Task description =>
Transcribe every record verbatim.

Material provided =>
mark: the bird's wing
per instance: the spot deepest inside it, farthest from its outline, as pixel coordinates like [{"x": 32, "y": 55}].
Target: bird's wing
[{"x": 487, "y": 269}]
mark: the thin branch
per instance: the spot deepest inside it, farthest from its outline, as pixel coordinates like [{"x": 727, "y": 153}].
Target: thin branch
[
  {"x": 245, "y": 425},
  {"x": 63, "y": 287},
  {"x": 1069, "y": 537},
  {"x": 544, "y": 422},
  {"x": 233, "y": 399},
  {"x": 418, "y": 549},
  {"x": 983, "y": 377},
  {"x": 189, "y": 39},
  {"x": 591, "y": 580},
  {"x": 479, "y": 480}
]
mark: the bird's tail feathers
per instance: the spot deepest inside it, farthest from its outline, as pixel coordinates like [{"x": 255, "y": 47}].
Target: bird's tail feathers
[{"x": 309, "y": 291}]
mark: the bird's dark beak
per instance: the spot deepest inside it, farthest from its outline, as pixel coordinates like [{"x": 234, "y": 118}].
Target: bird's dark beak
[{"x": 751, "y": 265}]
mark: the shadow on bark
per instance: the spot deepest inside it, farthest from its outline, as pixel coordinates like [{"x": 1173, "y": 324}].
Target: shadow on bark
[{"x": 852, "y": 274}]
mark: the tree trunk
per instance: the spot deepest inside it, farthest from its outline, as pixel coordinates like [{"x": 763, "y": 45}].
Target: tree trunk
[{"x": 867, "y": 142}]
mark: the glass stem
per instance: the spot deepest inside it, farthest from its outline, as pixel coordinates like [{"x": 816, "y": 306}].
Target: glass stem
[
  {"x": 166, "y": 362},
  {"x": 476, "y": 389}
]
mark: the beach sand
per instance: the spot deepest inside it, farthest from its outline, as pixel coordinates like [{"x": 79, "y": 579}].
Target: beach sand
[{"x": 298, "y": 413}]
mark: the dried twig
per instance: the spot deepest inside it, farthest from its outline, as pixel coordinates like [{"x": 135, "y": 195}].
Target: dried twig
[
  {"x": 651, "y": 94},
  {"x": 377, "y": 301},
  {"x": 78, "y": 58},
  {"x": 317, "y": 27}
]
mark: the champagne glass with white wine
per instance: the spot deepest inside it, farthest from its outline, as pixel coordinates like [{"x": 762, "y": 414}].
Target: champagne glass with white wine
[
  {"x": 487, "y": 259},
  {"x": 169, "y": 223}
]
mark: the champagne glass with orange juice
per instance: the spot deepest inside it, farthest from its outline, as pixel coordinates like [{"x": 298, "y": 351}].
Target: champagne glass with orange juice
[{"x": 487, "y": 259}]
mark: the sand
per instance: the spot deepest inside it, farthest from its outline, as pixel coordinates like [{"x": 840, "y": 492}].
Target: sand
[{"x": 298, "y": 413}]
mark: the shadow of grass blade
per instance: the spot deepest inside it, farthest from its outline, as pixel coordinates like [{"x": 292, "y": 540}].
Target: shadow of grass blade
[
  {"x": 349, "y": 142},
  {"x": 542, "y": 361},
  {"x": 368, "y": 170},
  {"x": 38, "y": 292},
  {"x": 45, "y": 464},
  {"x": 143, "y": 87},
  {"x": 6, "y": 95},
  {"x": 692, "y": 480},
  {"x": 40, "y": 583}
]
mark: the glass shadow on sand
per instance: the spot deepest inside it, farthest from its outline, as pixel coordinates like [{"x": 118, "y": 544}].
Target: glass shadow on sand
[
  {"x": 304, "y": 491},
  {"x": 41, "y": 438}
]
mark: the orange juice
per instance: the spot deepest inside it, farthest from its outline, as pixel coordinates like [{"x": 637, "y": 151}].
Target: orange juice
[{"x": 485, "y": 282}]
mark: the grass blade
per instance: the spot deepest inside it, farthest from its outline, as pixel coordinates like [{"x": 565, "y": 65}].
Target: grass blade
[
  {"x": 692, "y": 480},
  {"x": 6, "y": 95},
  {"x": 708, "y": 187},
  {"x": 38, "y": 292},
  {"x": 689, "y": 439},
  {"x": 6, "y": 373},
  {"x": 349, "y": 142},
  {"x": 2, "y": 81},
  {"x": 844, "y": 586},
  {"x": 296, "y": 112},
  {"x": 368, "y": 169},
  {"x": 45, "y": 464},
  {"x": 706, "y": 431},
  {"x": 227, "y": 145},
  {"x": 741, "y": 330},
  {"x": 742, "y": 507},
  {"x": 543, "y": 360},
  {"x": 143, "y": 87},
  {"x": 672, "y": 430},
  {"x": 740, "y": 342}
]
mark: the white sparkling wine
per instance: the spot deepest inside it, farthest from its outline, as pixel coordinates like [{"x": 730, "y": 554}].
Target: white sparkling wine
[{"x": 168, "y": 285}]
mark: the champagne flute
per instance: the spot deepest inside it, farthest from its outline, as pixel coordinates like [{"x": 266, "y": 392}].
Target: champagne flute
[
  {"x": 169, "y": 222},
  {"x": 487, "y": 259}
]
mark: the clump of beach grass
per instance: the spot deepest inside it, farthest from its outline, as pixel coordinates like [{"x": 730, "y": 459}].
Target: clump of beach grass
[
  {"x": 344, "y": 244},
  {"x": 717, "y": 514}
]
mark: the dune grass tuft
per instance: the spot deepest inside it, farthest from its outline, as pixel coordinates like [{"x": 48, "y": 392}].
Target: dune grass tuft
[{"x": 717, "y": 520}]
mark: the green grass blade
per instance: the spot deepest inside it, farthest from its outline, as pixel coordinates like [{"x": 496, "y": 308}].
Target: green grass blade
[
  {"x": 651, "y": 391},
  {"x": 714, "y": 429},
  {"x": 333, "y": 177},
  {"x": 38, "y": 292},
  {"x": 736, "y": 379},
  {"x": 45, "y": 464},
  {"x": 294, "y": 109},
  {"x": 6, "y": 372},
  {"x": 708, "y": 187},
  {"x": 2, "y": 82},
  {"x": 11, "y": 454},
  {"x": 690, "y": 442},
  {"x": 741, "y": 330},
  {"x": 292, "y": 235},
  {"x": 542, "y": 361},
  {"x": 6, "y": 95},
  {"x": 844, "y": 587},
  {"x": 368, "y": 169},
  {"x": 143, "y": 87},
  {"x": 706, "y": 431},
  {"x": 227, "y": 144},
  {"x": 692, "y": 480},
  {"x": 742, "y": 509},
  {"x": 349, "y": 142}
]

Solution for this exercise =>
mark: the bird's wing
per instance: the spot deepest inside it, farthest from its outline, as pixel coordinates like [{"x": 32, "y": 55}].
Target: bird's wing
[{"x": 487, "y": 269}]
mark: the thin branch
per instance: the spot deepest inside it, farthest from its outline, as pixel coordinates like [{"x": 727, "y": 153}].
Target: thin branch
[
  {"x": 245, "y": 425},
  {"x": 63, "y": 287},
  {"x": 1069, "y": 537},
  {"x": 544, "y": 422},
  {"x": 233, "y": 399},
  {"x": 418, "y": 549},
  {"x": 983, "y": 377},
  {"x": 189, "y": 39},
  {"x": 591, "y": 580},
  {"x": 479, "y": 480}
]
mark: the bird's tail feathers
per instance: the spot deepest inside it, farthest from its outline, as pixel coordinates like [{"x": 255, "y": 47}].
Target: bird's tail feathers
[{"x": 309, "y": 291}]
mark: the bird's dark beak
per instance: the spot deepest inside it, farthest from its outline, as pixel coordinates like [{"x": 234, "y": 118}].
Target: bird's dark beak
[{"x": 751, "y": 265}]
mark: the shadow on bark
per instance: the spot deepest inside it, farthest from its outline, as pixel coordinates like [{"x": 1173, "y": 324}].
Target: shadow on bark
[{"x": 852, "y": 274}]
mark: the tree trunk
per instance: the spot deepest inside it, farthest from its outline, as pixel coordinates like [{"x": 763, "y": 45}].
Target: tree trunk
[{"x": 867, "y": 142}]
mark: the glass stem
per instance: the spot deepest inside it, farthest from its outline, as pixel coordinates like [{"x": 816, "y": 306}].
Target: glass stem
[
  {"x": 166, "y": 362},
  {"x": 476, "y": 389}
]
mark: the beach sand
per instance: the spot deepest inside it, farthest from its outline, as pixel coordinates like [{"x": 79, "y": 579}].
Target: beach sand
[{"x": 298, "y": 413}]
mark: the dried twig
per instance: the spot deepest inside it, farthest from its outline, as pixel coordinates like [{"x": 135, "y": 195}].
Target: dried twig
[
  {"x": 651, "y": 94},
  {"x": 377, "y": 301},
  {"x": 78, "y": 58},
  {"x": 317, "y": 27}
]
mark: the champagne glass with white wine
per instance: the spot deepest inside it, farthest from its outline, as pixel coordinates like [{"x": 762, "y": 414}].
Target: champagne glass with white wine
[
  {"x": 487, "y": 259},
  {"x": 169, "y": 223}
]
mark: the champagne glass with orange juice
per instance: the spot deepest inside it, farthest from its outline, as pixel coordinates like [{"x": 298, "y": 351}].
Target: champagne glass with orange juice
[{"x": 487, "y": 259}]
mark: the sand
per instance: the spot deepest inside it, farthest from its outline, as pixel coordinates like [{"x": 840, "y": 492}].
Target: sand
[{"x": 298, "y": 413}]
mark: the shadow of grass blade
per instance: the spot deepest inside it, farthest from its outline, as pixel coordinates like [{"x": 292, "y": 540}].
Target: shadow of grass blade
[
  {"x": 349, "y": 142},
  {"x": 542, "y": 361},
  {"x": 368, "y": 170},
  {"x": 38, "y": 292},
  {"x": 45, "y": 464},
  {"x": 143, "y": 87},
  {"x": 6, "y": 95},
  {"x": 692, "y": 480},
  {"x": 40, "y": 583}
]
mark: the glass shadow on sand
per instance: the spot deepest inside it, farthest from its outline, as pixel coordinates like [{"x": 118, "y": 544}].
Target: glass shadow on sand
[
  {"x": 304, "y": 491},
  {"x": 41, "y": 438}
]
mark: the orange juice
per instance: the spot deepest inside it, farthest from its outline, as pixel coordinates like [{"x": 637, "y": 151}].
Target: orange juice
[{"x": 485, "y": 282}]
mark: the grass blade
per instance: the spot deepest inside it, farthest from its outline, as pixel coordinates like [{"x": 565, "y": 65}].
Target: grass blade
[
  {"x": 692, "y": 480},
  {"x": 6, "y": 95},
  {"x": 708, "y": 187},
  {"x": 38, "y": 292},
  {"x": 689, "y": 439},
  {"x": 6, "y": 373},
  {"x": 349, "y": 142},
  {"x": 2, "y": 81},
  {"x": 844, "y": 586},
  {"x": 296, "y": 112},
  {"x": 368, "y": 169},
  {"x": 45, "y": 464},
  {"x": 706, "y": 431},
  {"x": 227, "y": 145},
  {"x": 741, "y": 330},
  {"x": 742, "y": 507},
  {"x": 543, "y": 360},
  {"x": 143, "y": 87},
  {"x": 672, "y": 430},
  {"x": 740, "y": 342}
]
mark: the white sparkling wine
per instance: the spot deepest inside it, farthest from its outline, as pixel coordinates like [{"x": 730, "y": 554}].
Target: white sparkling wine
[{"x": 168, "y": 285}]
mark: the champagne flute
per instance: the spot deepest inside it, farthest from its outline, as pixel coordinates like [{"x": 266, "y": 392}].
Target: champagne flute
[
  {"x": 169, "y": 222},
  {"x": 487, "y": 259}
]
mark: the clump of beach grass
per instance: the spot deepest inside it, farthest from its outline, as pixel coordinates like [{"x": 730, "y": 459}].
Target: clump of beach grass
[
  {"x": 344, "y": 244},
  {"x": 717, "y": 514}
]
mark: the dune grass tuft
per instance: the spot deepest inside it, farthest from its outline, as pixel coordinates like [{"x": 48, "y": 392}].
Target: dune grass tuft
[{"x": 717, "y": 520}]
mark: the green grass blade
per instance: the spot deepest inside it, farthest from its outline, as pixel coordinates like [{"x": 496, "y": 308}].
Target: green grass blade
[
  {"x": 651, "y": 391},
  {"x": 714, "y": 429},
  {"x": 333, "y": 177},
  {"x": 38, "y": 292},
  {"x": 736, "y": 379},
  {"x": 45, "y": 464},
  {"x": 294, "y": 109},
  {"x": 6, "y": 372},
  {"x": 708, "y": 187},
  {"x": 2, "y": 82},
  {"x": 11, "y": 454},
  {"x": 690, "y": 442},
  {"x": 741, "y": 330},
  {"x": 292, "y": 235},
  {"x": 542, "y": 361},
  {"x": 6, "y": 95},
  {"x": 844, "y": 587},
  {"x": 368, "y": 169},
  {"x": 143, "y": 87},
  {"x": 706, "y": 431},
  {"x": 227, "y": 144},
  {"x": 692, "y": 480},
  {"x": 742, "y": 509},
  {"x": 349, "y": 142}
]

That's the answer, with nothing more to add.